→ **WORK TO BE COMPLETED**:
From the data below, copy exactly the lines that lie between the one holding "Target: stone chimney" and the one holding "[(36, 193), (113, 221)]", including both, and nothing more.

→ **LISTED ENTRIES**:
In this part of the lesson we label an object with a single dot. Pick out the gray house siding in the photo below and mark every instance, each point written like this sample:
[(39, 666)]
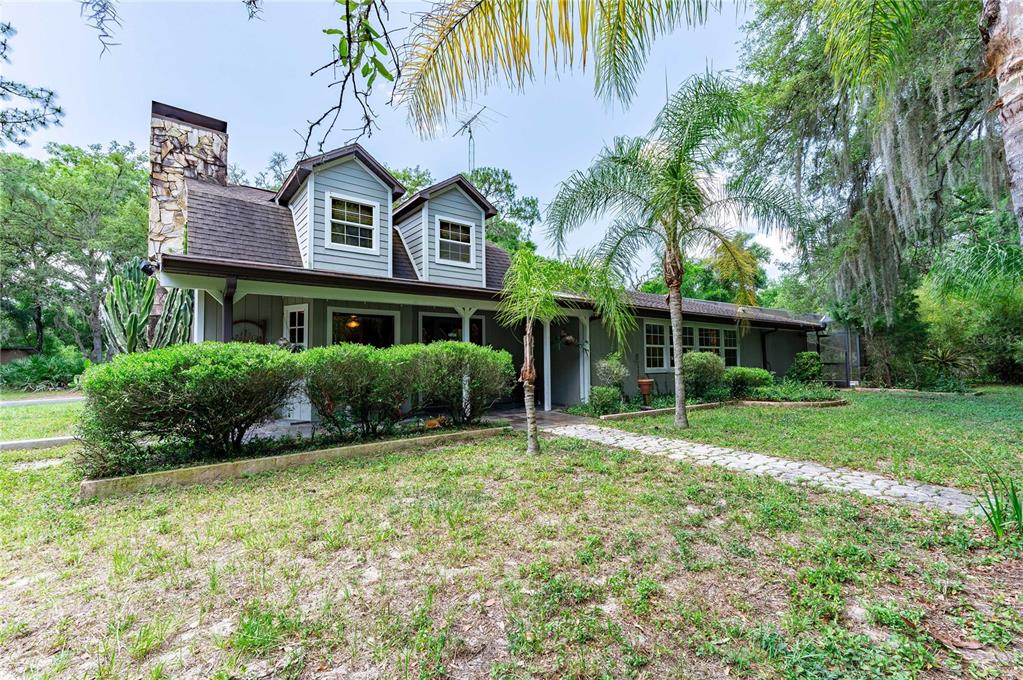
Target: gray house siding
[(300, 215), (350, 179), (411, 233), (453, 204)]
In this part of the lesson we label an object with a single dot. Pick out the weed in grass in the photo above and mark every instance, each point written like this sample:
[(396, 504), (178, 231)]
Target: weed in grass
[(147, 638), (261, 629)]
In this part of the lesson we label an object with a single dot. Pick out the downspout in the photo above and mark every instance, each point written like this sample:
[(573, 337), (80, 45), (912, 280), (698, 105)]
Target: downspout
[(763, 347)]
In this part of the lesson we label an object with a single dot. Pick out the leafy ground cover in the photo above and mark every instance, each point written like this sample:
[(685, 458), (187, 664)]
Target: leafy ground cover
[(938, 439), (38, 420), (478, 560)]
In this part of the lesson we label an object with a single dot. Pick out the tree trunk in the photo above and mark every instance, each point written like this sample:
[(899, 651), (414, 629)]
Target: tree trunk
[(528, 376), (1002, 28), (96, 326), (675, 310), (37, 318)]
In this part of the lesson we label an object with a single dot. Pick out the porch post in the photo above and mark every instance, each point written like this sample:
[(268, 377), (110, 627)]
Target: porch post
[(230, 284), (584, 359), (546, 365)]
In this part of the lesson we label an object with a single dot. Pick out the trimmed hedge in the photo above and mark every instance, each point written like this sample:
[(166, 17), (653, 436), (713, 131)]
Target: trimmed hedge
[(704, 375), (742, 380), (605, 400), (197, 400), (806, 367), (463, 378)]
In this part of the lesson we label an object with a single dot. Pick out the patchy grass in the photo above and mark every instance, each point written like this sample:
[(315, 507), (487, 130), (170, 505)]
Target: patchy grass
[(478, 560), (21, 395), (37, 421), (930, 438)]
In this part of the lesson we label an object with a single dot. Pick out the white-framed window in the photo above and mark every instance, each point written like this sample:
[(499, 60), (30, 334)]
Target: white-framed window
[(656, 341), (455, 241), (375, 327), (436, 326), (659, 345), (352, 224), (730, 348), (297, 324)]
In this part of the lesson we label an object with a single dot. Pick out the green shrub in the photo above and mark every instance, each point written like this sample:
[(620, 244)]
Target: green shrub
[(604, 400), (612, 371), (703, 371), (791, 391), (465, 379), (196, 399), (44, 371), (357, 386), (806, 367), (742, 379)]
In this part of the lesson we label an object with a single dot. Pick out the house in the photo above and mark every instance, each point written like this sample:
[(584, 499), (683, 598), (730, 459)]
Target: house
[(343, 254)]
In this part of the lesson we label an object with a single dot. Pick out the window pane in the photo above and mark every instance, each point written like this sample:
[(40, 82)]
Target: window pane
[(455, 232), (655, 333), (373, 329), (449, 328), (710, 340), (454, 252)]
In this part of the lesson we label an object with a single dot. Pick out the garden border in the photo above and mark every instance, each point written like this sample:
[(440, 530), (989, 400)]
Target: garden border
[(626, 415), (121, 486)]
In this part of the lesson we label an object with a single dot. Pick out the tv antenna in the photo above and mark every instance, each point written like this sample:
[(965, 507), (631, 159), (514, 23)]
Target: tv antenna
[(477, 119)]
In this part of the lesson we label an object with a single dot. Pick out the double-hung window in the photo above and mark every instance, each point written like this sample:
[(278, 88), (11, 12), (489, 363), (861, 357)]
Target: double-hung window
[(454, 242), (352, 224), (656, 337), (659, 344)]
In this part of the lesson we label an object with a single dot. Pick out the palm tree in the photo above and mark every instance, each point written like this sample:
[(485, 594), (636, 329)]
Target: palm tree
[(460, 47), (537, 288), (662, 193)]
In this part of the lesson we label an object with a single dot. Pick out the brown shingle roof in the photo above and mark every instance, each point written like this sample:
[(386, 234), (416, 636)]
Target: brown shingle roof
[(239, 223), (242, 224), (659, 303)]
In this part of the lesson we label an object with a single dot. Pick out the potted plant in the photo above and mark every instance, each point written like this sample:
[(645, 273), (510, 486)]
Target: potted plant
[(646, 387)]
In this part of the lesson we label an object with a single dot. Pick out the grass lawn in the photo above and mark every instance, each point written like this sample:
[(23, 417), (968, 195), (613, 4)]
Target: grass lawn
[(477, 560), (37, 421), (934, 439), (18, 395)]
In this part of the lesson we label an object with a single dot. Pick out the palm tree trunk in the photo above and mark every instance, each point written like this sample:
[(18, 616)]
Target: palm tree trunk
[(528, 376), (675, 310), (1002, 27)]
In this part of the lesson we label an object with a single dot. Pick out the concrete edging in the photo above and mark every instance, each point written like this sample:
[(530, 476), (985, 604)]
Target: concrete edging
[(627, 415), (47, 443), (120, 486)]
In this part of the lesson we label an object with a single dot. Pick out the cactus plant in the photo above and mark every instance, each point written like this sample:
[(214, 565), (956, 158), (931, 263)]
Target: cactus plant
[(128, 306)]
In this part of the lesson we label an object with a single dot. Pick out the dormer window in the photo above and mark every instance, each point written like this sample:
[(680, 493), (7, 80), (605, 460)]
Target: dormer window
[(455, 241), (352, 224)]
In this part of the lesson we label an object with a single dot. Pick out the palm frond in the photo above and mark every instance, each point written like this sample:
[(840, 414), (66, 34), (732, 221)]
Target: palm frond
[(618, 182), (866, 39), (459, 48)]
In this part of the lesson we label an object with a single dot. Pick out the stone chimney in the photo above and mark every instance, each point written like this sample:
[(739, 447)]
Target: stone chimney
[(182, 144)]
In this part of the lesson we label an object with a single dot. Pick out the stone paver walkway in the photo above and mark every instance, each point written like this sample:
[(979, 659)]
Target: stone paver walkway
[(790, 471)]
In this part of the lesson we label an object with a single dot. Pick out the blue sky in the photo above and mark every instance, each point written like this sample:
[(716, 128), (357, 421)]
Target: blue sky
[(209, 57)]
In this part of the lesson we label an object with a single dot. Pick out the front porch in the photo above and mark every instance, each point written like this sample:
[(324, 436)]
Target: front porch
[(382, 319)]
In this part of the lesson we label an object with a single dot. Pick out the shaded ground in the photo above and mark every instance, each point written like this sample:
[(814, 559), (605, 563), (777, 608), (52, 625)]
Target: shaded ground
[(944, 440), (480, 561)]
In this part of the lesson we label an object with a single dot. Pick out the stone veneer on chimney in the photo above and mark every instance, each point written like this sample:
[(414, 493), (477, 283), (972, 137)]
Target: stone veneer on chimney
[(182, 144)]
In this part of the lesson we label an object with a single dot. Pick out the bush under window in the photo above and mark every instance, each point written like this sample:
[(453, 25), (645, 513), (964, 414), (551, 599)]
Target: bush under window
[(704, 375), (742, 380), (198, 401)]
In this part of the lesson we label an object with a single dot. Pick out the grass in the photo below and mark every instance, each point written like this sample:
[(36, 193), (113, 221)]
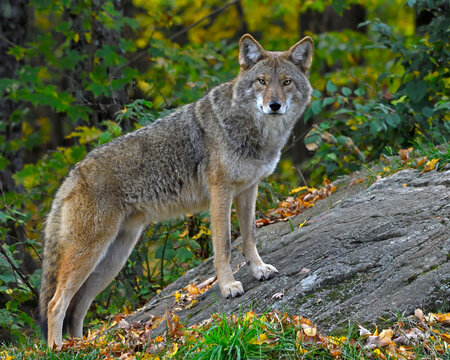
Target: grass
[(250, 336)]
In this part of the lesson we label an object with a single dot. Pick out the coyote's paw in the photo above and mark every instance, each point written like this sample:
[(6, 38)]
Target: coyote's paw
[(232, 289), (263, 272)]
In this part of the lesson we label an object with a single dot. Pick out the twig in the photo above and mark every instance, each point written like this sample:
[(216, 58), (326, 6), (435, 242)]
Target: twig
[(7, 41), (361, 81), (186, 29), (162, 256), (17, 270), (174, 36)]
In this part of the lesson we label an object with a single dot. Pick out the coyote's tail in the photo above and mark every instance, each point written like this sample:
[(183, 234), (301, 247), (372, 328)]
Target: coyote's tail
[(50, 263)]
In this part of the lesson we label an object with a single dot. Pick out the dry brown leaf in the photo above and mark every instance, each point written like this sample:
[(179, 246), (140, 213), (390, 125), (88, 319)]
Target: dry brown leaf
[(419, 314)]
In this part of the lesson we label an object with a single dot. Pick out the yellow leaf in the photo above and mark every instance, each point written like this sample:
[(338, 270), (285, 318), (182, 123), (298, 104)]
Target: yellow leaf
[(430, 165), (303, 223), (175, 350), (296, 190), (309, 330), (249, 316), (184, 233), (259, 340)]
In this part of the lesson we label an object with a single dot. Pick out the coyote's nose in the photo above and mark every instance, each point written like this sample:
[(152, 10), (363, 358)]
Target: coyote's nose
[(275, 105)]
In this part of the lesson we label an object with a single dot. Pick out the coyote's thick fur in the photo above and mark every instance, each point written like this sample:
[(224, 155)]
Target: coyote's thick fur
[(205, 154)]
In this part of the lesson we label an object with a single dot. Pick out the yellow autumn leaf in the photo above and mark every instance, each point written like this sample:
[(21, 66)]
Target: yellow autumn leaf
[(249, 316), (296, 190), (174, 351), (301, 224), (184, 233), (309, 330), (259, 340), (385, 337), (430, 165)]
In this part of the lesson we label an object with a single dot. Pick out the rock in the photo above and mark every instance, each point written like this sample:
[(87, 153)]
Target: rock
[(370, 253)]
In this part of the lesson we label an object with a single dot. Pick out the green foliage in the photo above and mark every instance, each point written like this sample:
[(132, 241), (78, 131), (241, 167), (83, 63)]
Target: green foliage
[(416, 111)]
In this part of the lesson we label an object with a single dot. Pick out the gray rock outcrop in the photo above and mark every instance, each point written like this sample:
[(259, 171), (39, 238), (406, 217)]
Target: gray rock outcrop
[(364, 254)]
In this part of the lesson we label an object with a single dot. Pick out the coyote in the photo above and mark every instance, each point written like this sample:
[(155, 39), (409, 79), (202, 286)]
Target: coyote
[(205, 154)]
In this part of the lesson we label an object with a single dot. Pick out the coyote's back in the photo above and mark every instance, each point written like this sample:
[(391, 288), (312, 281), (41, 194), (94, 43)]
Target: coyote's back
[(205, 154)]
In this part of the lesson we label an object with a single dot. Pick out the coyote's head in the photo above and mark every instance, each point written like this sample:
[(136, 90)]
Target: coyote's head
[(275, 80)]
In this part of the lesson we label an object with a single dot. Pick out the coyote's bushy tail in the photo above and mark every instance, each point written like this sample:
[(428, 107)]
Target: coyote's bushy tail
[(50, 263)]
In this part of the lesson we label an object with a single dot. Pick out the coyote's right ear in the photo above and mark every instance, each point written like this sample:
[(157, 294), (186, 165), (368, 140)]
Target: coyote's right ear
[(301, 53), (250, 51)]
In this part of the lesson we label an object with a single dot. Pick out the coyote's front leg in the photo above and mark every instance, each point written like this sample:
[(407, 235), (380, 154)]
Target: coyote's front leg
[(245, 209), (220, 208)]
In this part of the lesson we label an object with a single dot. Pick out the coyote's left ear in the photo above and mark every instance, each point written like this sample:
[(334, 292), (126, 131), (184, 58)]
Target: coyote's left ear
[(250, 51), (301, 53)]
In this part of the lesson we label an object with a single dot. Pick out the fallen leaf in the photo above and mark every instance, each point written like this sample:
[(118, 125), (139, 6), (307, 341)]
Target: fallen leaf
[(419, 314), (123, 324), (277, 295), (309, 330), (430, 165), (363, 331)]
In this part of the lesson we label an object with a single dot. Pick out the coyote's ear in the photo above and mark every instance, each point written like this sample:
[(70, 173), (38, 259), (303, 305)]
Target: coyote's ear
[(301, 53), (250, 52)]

→ **RESULT FOR THIS EXERCISE**:
Target: stone chimney
[(182, 144)]
In this part of the lesson we label an object with a single dot. Pick out the stone paver walkway in the photo above and mark every instance, each point written like this sample:
[(979, 659)]
Target: stone paver walkway
[(790, 471)]
In this part of the lesson we label an object with a single dot. Pick out the blue sky in the photo above and mark every instance, each point written like this sample:
[(716, 128), (357, 421)]
Target: blue sky
[(209, 57)]
In this part of the lesson we label an object with a single dot. Pick out the front porch in the photo above and mark every instance, each point written like this sample:
[(324, 436)]
Target: front porch
[(382, 319)]
In this part of the lesson we label an object with a single dot. Pick out the shaded ground in the photo above and mark every instance, each point written like this sample:
[(814, 559), (605, 563), (777, 608), (52, 625)]
Target: shaded ground
[(944, 440), (480, 561)]
In this part of the lesson we label an object with a single dot. Pick out the stone veneer on chimney in the photo above and mark every instance, each point written like this sample:
[(414, 493), (477, 283), (972, 137)]
Target: stone veneer on chimney
[(182, 144)]
In this part of the lesson we label an object with a single dot. Pick out the bush under window in the photo above and mark every instance, each point written like this sample:
[(453, 25), (645, 513), (964, 414), (551, 599)]
Target: bush under window
[(704, 375), (742, 380), (198, 401)]
In this part of the lesson we label an object with a single dot. Pick out the grass in the photo below and mark every instance, each point written like this sample:
[(36, 193), (113, 221)]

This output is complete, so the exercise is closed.